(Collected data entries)
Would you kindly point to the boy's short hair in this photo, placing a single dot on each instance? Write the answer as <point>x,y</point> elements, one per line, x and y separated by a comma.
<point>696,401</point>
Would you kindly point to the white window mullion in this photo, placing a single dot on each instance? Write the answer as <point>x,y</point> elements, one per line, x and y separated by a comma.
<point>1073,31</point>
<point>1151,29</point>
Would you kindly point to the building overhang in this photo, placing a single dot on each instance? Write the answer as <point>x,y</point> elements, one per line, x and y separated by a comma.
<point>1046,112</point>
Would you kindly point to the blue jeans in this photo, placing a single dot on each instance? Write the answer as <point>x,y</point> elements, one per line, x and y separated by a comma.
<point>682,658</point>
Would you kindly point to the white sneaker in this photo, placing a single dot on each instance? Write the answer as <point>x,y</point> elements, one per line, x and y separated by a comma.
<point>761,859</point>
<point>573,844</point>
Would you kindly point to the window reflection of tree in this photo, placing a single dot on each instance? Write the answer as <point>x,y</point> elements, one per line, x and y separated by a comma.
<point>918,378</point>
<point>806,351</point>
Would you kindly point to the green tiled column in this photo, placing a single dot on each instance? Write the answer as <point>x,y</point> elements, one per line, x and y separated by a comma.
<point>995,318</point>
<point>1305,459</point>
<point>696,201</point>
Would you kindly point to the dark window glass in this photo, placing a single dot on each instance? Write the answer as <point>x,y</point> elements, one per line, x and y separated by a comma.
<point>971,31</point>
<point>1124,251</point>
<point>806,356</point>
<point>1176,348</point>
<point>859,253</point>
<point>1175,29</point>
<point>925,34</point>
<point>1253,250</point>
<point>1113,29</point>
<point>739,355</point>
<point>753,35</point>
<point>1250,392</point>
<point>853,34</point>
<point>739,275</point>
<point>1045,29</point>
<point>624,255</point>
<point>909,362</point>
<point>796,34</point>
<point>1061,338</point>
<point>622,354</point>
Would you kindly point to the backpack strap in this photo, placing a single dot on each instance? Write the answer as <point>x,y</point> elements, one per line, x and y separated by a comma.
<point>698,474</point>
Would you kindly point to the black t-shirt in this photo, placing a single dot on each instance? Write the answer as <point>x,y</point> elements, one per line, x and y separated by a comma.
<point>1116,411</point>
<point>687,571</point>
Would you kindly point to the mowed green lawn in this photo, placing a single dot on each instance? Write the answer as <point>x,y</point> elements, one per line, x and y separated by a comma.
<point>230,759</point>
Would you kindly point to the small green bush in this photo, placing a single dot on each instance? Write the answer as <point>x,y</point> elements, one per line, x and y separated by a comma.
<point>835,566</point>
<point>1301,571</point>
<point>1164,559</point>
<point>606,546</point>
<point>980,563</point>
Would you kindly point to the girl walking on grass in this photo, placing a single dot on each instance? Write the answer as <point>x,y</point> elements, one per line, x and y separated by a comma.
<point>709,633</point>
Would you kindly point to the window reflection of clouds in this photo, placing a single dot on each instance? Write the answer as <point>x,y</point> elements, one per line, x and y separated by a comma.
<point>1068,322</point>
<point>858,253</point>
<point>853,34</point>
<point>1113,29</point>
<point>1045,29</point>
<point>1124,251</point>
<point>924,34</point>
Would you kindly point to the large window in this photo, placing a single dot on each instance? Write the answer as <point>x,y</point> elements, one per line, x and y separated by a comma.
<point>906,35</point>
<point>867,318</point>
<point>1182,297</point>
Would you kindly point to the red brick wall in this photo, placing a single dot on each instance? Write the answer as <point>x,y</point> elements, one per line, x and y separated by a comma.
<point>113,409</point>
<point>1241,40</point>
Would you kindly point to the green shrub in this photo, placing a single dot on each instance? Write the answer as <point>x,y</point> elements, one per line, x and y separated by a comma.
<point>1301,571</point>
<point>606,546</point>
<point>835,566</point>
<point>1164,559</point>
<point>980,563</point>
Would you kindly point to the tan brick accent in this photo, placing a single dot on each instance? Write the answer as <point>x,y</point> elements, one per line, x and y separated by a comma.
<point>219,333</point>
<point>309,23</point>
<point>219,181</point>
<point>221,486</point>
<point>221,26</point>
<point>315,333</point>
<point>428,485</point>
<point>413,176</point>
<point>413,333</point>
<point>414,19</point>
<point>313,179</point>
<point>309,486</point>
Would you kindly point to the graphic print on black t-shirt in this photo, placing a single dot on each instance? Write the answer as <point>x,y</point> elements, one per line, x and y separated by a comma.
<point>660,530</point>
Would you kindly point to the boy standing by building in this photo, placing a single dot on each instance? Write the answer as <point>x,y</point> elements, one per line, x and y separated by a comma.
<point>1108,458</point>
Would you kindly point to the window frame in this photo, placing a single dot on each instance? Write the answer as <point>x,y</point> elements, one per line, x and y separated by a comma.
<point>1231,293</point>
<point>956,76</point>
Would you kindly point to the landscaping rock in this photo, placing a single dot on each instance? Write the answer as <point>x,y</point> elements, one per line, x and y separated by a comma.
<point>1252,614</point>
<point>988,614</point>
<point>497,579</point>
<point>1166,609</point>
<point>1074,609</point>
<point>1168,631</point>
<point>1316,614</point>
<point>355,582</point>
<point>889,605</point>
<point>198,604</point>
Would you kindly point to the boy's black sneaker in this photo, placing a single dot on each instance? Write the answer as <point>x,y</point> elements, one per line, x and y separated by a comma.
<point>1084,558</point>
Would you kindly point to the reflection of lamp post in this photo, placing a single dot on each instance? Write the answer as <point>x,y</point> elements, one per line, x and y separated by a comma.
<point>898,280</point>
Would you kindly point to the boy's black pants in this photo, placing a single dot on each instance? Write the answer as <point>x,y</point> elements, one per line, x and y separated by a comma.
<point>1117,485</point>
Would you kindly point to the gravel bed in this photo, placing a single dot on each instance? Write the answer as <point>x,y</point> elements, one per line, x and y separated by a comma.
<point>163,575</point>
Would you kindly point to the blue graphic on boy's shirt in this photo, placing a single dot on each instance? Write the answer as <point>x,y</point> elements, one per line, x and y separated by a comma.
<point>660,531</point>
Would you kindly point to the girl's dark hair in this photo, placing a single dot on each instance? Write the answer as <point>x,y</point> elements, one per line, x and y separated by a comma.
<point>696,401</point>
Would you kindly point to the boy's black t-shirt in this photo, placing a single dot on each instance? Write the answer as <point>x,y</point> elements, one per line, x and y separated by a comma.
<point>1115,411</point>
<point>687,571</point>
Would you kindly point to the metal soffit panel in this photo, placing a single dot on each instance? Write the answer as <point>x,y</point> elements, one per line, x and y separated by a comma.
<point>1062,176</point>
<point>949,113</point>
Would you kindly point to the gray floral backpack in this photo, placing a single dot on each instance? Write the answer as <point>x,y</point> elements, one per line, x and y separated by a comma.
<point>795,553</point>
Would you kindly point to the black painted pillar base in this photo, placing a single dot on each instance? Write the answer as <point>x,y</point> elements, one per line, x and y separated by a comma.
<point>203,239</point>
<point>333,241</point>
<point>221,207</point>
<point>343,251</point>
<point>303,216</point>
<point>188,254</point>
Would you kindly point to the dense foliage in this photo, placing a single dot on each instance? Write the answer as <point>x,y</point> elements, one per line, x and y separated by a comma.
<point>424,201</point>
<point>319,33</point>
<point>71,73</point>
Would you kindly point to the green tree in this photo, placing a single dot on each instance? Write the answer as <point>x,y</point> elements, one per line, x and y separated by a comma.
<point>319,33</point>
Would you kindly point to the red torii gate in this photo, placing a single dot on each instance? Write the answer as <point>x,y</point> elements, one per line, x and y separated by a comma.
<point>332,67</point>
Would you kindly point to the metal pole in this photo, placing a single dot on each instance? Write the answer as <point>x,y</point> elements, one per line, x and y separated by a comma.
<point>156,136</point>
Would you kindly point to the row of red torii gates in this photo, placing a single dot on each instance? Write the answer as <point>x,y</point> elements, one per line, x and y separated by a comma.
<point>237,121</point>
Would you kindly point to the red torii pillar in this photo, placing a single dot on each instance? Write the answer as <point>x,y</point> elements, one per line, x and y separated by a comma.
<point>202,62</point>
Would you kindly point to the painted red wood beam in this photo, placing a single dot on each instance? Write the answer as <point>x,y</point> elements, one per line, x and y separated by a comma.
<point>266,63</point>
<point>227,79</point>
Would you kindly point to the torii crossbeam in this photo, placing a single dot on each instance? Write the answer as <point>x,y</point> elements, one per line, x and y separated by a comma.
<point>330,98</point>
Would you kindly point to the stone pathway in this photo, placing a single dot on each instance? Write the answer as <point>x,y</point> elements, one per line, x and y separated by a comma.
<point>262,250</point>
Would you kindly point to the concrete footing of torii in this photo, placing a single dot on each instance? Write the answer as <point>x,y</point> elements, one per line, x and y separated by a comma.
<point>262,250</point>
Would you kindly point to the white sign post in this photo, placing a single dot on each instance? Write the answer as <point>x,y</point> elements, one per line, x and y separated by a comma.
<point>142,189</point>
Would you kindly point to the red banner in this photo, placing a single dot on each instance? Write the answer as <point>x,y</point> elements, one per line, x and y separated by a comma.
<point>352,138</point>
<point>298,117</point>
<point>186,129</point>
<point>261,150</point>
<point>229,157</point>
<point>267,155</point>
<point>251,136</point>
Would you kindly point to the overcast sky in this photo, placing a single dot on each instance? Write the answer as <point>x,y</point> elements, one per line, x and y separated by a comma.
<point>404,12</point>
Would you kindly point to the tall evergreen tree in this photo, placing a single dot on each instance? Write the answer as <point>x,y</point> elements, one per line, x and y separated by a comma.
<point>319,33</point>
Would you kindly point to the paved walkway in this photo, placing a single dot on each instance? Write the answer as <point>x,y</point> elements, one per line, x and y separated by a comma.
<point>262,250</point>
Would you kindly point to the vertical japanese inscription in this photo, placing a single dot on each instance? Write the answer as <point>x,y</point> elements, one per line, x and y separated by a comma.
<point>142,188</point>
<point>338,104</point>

WHAT TO PRODUCE ::
Turn the lines of the records into a numbered list, starting at the line that contains "Would you kindly point to the gravel" and ending at the line that contains "<point>660,531</point>". Leave out any blank lines.

THE RESULT ::
1. Would you kindly point to the gravel bed in this photo, placing a single dot on each instance? Write the answer as <point>x,y</point> elements, one per line, x and y separated by a comma.
2. <point>163,575</point>
3. Would you kindly point to the blue graphic on boy's shirt in this photo, placing a single dot on each instance? Write the answer as <point>x,y</point> elements, one per line, x and y separated by a comma.
4. <point>660,531</point>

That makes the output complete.